▸ **Goal of the exercise**
Return an exact copy of the lines from the one holding "silver alloy wheel -> point" to the end of the data, including both the starting and final lines. Leave the pictures out.

(Data records)
§
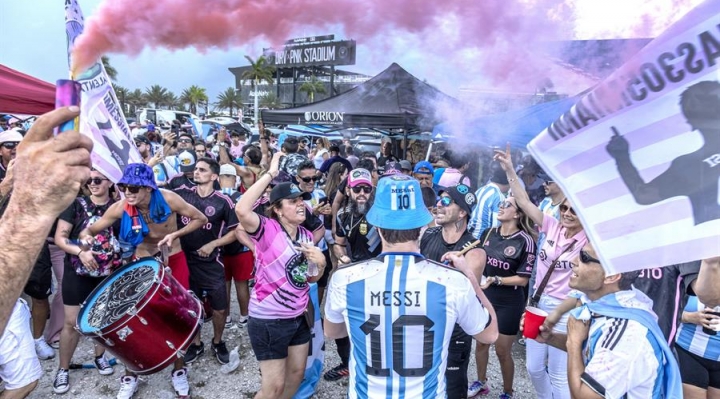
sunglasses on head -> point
(364, 189)
(129, 188)
(445, 201)
(586, 258)
(309, 179)
(95, 180)
(505, 205)
(564, 208)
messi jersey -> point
(400, 310)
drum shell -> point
(158, 330)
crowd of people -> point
(413, 260)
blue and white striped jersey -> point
(400, 310)
(485, 213)
(692, 338)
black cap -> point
(287, 191)
(461, 195)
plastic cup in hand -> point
(534, 318)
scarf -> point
(609, 306)
(133, 227)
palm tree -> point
(136, 98)
(156, 95)
(122, 94)
(271, 101)
(193, 95)
(229, 99)
(260, 71)
(109, 69)
(311, 87)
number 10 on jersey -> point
(398, 346)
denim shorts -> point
(270, 338)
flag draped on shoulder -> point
(101, 117)
(639, 155)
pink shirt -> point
(451, 177)
(281, 288)
(554, 245)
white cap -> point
(227, 170)
(10, 136)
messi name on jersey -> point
(395, 298)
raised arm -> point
(244, 208)
(504, 158)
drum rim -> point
(162, 365)
(138, 307)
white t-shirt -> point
(400, 314)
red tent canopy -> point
(23, 94)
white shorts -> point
(19, 364)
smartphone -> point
(67, 93)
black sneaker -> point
(221, 353)
(194, 352)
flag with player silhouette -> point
(101, 117)
(639, 155)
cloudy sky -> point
(32, 40)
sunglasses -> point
(364, 189)
(564, 208)
(128, 188)
(445, 201)
(96, 180)
(505, 205)
(586, 258)
(309, 179)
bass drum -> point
(142, 315)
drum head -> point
(122, 290)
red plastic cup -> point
(534, 318)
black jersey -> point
(363, 237)
(668, 287)
(508, 256)
(220, 211)
(433, 245)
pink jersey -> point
(281, 288)
(554, 245)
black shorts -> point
(76, 288)
(459, 352)
(509, 305)
(698, 371)
(39, 285)
(328, 268)
(270, 338)
(215, 296)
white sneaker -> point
(180, 383)
(128, 387)
(44, 351)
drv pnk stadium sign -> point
(314, 54)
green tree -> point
(271, 101)
(109, 69)
(312, 86)
(157, 95)
(229, 99)
(193, 96)
(260, 71)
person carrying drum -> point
(202, 248)
(148, 222)
(84, 270)
(286, 262)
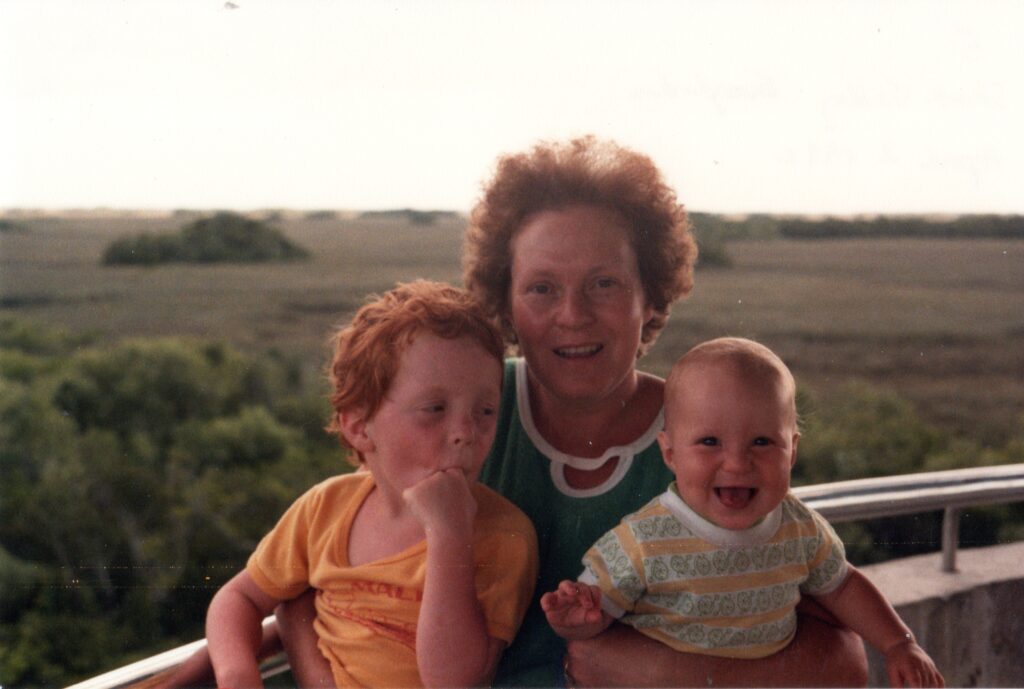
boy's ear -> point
(353, 427)
(666, 445)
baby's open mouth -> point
(735, 498)
(579, 352)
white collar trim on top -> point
(560, 460)
(755, 535)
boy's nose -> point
(463, 432)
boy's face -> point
(439, 413)
(731, 442)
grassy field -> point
(940, 321)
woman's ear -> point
(353, 427)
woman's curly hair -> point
(584, 171)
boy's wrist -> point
(905, 640)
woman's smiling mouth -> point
(578, 352)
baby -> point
(717, 564)
(422, 574)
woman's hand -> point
(573, 610)
(820, 655)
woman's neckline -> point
(559, 460)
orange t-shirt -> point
(367, 614)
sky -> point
(780, 106)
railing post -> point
(950, 539)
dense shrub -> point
(136, 478)
(224, 238)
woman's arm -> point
(820, 655)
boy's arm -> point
(453, 647)
(859, 605)
(233, 631)
(573, 610)
(820, 655)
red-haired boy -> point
(422, 574)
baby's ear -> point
(666, 445)
(353, 427)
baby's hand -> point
(442, 504)
(573, 606)
(908, 665)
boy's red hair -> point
(368, 351)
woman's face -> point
(577, 302)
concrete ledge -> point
(971, 621)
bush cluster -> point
(224, 238)
(136, 479)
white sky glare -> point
(748, 106)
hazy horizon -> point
(784, 108)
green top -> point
(524, 468)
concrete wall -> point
(971, 621)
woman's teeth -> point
(572, 352)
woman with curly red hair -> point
(578, 250)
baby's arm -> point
(573, 610)
(233, 631)
(859, 605)
(453, 647)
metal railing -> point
(843, 501)
(909, 493)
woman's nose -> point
(573, 309)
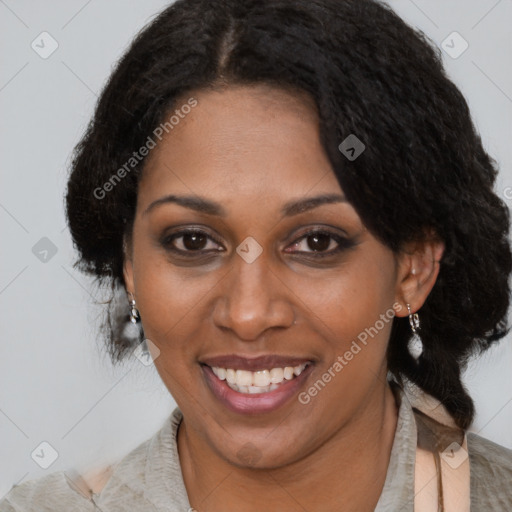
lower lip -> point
(257, 403)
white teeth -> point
(288, 373)
(243, 378)
(230, 376)
(276, 375)
(261, 378)
(261, 381)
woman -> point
(292, 196)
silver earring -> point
(414, 320)
(134, 312)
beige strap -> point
(442, 476)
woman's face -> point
(246, 270)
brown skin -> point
(252, 149)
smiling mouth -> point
(260, 381)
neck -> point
(353, 462)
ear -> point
(128, 267)
(418, 268)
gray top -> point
(149, 478)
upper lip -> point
(264, 362)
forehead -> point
(243, 140)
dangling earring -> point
(134, 312)
(414, 320)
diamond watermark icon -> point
(351, 147)
(44, 250)
(44, 455)
(146, 352)
(249, 250)
(454, 45)
(44, 45)
(454, 455)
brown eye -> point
(190, 241)
(319, 243)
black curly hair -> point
(369, 73)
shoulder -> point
(491, 474)
(48, 493)
(125, 480)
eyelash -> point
(343, 243)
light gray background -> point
(55, 385)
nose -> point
(253, 299)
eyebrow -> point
(203, 205)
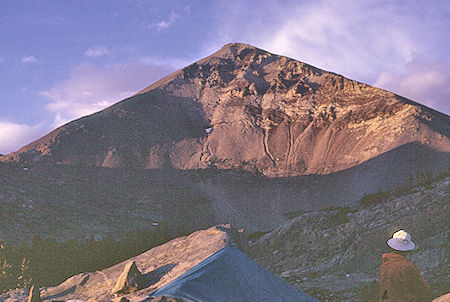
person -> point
(400, 280)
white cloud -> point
(96, 51)
(90, 88)
(28, 60)
(350, 38)
(166, 23)
(422, 81)
(13, 135)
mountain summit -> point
(245, 108)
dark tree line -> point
(47, 262)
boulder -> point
(130, 280)
(35, 295)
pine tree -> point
(24, 279)
(5, 270)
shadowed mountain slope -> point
(244, 108)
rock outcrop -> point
(34, 295)
(246, 109)
(159, 267)
(242, 136)
(130, 280)
(335, 254)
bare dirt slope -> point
(265, 113)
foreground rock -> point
(130, 280)
(335, 255)
(204, 266)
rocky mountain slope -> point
(242, 136)
(244, 108)
(335, 255)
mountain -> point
(335, 254)
(244, 108)
(242, 136)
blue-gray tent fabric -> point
(227, 276)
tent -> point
(229, 275)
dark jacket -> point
(400, 281)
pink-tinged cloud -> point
(28, 60)
(13, 135)
(422, 81)
(90, 88)
(97, 51)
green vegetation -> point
(48, 262)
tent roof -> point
(229, 275)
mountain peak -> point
(266, 113)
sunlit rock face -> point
(244, 108)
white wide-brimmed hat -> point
(401, 241)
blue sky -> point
(60, 60)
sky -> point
(61, 60)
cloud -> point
(96, 51)
(90, 88)
(13, 135)
(166, 23)
(423, 81)
(352, 38)
(358, 39)
(28, 60)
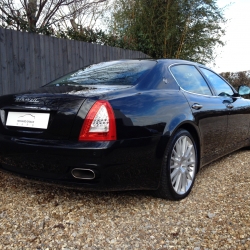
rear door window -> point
(190, 79)
(220, 86)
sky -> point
(235, 55)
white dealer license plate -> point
(28, 119)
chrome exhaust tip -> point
(84, 174)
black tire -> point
(170, 188)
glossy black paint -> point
(146, 114)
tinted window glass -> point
(190, 79)
(221, 87)
(108, 73)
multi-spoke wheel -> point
(179, 167)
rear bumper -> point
(120, 165)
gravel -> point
(216, 215)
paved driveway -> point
(216, 215)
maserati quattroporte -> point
(124, 125)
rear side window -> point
(221, 87)
(190, 79)
(127, 72)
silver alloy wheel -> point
(182, 165)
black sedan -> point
(124, 125)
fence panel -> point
(28, 61)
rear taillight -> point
(99, 124)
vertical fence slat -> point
(10, 61)
(48, 66)
(3, 62)
(28, 61)
(38, 60)
(21, 86)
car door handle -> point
(230, 106)
(197, 106)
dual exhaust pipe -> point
(83, 174)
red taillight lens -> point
(99, 124)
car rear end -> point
(69, 135)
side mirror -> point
(244, 90)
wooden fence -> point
(28, 61)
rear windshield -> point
(127, 72)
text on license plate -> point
(28, 119)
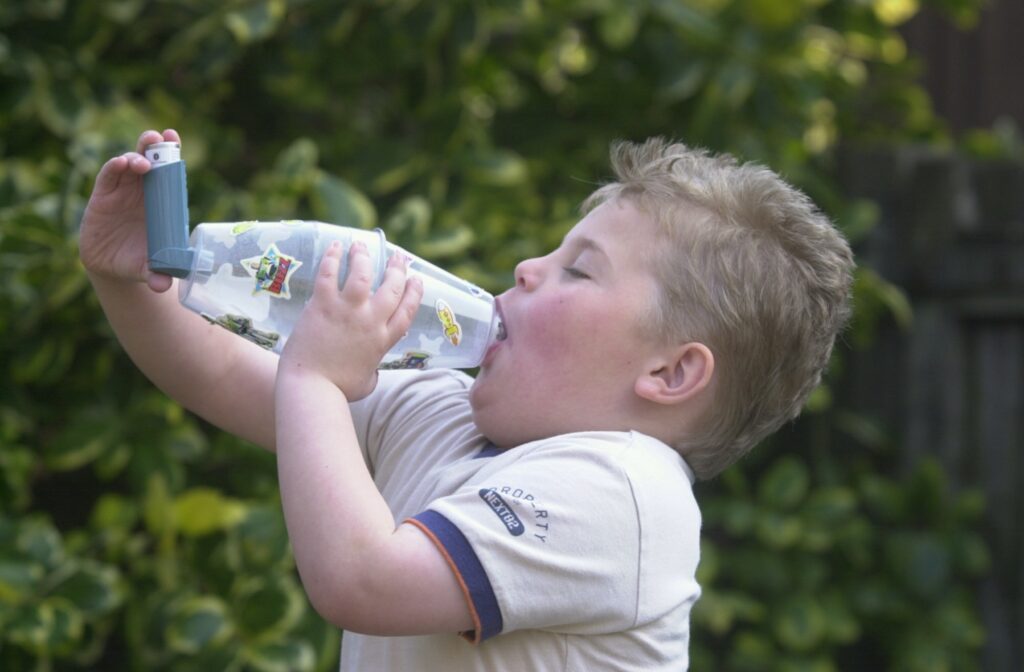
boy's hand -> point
(113, 238)
(343, 335)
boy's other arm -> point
(223, 378)
(360, 571)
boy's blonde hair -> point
(748, 266)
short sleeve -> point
(403, 406)
(550, 541)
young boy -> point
(544, 510)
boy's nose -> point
(527, 274)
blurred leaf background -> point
(134, 537)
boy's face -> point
(577, 340)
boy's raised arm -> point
(224, 379)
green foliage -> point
(802, 569)
(135, 537)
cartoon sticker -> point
(243, 326)
(411, 361)
(453, 330)
(271, 270)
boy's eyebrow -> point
(583, 243)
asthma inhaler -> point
(254, 278)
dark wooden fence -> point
(952, 386)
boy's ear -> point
(678, 375)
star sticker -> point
(271, 271)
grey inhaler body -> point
(167, 211)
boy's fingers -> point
(358, 284)
(402, 317)
(327, 273)
(110, 174)
(147, 138)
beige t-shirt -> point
(577, 552)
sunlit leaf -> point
(337, 202)
(266, 606)
(199, 623)
(92, 588)
(800, 623)
(282, 657)
(256, 21)
(203, 510)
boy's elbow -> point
(349, 603)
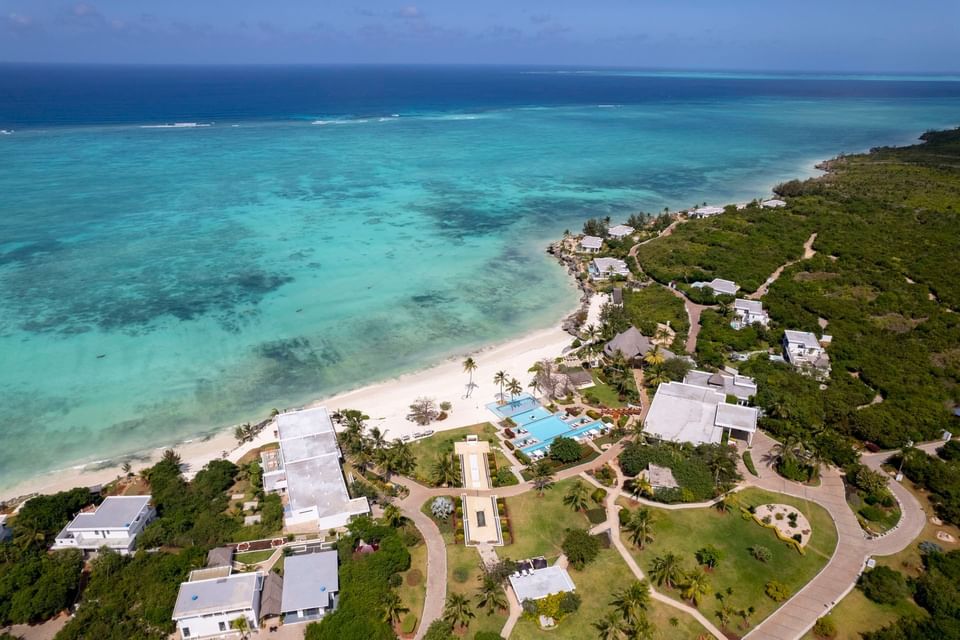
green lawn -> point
(463, 576)
(539, 523)
(856, 614)
(427, 450)
(414, 595)
(596, 584)
(683, 532)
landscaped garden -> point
(597, 585)
(732, 555)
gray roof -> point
(311, 462)
(309, 581)
(220, 557)
(115, 512)
(591, 242)
(238, 591)
(271, 595)
(734, 416)
(805, 339)
(540, 583)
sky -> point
(799, 35)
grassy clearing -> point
(856, 614)
(253, 557)
(426, 451)
(539, 523)
(413, 591)
(684, 532)
(463, 576)
(596, 584)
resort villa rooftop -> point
(620, 231)
(729, 384)
(306, 472)
(310, 586)
(719, 286)
(534, 584)
(116, 523)
(591, 244)
(537, 428)
(603, 268)
(683, 412)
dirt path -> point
(808, 253)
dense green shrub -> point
(884, 585)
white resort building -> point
(683, 412)
(719, 286)
(729, 383)
(706, 212)
(311, 585)
(748, 312)
(306, 472)
(620, 231)
(591, 244)
(804, 350)
(114, 524)
(603, 268)
(212, 599)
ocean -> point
(320, 228)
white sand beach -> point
§
▸ **Finished task**
silver alloy wheel -> point
(182, 165)
black sedan -> point
(124, 125)
fence panel -> point
(28, 61)
rear taillight -> point
(99, 124)
vertical fence slat -> point
(10, 61)
(48, 66)
(3, 62)
(28, 61)
(38, 60)
(21, 86)
car door handle -> point
(230, 106)
(197, 106)
dual exhaust pipe -> point
(83, 174)
red taillight lens -> point
(99, 124)
car rear end -> point
(69, 135)
side mirror -> point
(244, 90)
wooden fence -> point
(28, 61)
rear windshield -> point
(127, 72)
text on license plate -> point
(28, 119)
boy's hand -> point
(113, 238)
(343, 335)
boy's other arm -> point
(223, 378)
(360, 571)
boy's blonde hair -> point
(748, 266)
short sleeve -> point
(403, 406)
(550, 541)
young boy -> point
(544, 510)
boy's nose -> point
(527, 274)
blurred leaf background -> point
(134, 537)
boy's face -> point
(577, 340)
boy's raised arm -> point
(224, 379)
green foliage -> point
(802, 569)
(135, 537)
cartoon sticker -> point
(243, 326)
(411, 361)
(453, 330)
(271, 270)
boy's eyebrow -> point
(583, 243)
asthma inhaler -> point
(254, 278)
dark wooden fence -> point
(952, 386)
boy's ear -> point
(678, 375)
star sticker -> point
(271, 271)
grey inhaler body -> point
(167, 211)
boy's fingers -> point
(358, 284)
(402, 317)
(327, 273)
(110, 174)
(147, 138)
beige t-shirt -> point
(577, 552)
sunlit leaf -> point
(337, 202)
(266, 606)
(199, 623)
(92, 588)
(800, 623)
(282, 657)
(256, 21)
(203, 510)
boy's elbow -> point
(349, 603)
green lawn -> point
(463, 576)
(539, 523)
(856, 614)
(427, 450)
(414, 595)
(596, 584)
(683, 532)
landscaped garden -> point
(597, 585)
(732, 555)
gray roof -> point
(311, 462)
(309, 581)
(220, 557)
(115, 512)
(591, 242)
(238, 591)
(271, 595)
(734, 416)
(805, 339)
(540, 583)
sky -> point
(799, 35)
grassy clearing -> point
(856, 614)
(253, 557)
(426, 451)
(539, 523)
(413, 591)
(684, 532)
(463, 576)
(596, 584)
resort villa rooftop -> point
(620, 231)
(729, 384)
(306, 472)
(310, 586)
(719, 286)
(534, 584)
(116, 523)
(591, 244)
(537, 428)
(603, 268)
(683, 412)
dirt path -> point
(808, 253)
dense green shrub -> point
(884, 585)
white resort building -> point
(683, 412)
(719, 286)
(729, 383)
(706, 212)
(311, 585)
(748, 312)
(306, 472)
(620, 231)
(591, 244)
(804, 350)
(114, 524)
(603, 268)
(212, 599)
ocean -> point
(320, 228)
white sand beach -> point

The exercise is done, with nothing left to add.